| Required work |
Find every line in the rows below that contains the word "tree" and copy each such line in full.

(Records from a data collection)
########
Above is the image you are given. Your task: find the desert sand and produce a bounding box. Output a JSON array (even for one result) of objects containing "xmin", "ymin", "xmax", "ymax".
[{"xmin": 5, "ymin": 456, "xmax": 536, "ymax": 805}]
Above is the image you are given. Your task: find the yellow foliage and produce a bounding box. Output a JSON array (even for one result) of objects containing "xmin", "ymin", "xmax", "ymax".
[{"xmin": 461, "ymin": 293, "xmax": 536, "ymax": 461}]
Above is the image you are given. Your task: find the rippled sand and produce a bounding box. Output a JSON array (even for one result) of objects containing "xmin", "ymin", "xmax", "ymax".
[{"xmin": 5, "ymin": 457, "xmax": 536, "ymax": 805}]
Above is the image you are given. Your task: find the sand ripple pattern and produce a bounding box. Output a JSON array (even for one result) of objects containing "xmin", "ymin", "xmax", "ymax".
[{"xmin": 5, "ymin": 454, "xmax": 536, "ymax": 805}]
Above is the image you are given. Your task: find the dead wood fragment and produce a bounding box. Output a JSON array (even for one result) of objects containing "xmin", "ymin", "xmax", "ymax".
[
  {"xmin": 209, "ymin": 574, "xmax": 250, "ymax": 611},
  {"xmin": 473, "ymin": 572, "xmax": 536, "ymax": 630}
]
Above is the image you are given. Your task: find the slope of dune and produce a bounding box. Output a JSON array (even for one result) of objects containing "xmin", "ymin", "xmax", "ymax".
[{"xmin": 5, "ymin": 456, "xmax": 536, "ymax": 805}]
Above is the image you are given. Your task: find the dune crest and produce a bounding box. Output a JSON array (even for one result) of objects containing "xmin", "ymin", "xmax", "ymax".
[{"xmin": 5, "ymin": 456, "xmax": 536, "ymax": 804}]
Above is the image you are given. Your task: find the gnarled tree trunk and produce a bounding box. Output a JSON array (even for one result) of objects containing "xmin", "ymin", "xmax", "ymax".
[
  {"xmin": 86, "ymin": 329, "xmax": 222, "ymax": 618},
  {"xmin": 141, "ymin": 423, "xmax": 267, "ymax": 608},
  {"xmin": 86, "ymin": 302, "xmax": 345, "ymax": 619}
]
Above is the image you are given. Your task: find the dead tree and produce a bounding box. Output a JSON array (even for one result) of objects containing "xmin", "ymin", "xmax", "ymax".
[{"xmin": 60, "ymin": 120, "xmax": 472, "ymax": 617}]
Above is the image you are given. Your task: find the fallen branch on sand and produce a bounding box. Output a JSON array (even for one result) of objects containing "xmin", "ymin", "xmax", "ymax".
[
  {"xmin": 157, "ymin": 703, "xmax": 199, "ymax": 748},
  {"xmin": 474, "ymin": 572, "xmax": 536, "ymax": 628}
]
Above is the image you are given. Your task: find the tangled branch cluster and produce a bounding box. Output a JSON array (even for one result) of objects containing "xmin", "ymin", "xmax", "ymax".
########
| Complete answer |
Above is the image you are given. Your task: find the gnarled tree trunk and produce a bounding box. Output a JSON array (even for one result) of objects containing "xmin", "ymin", "xmax", "ymax".
Above is the image you are given. Your task: find the dead tree and produce a bounding box. Output a JSON array (even for one result) of objects containing "xmin", "ymin", "xmax", "ymax".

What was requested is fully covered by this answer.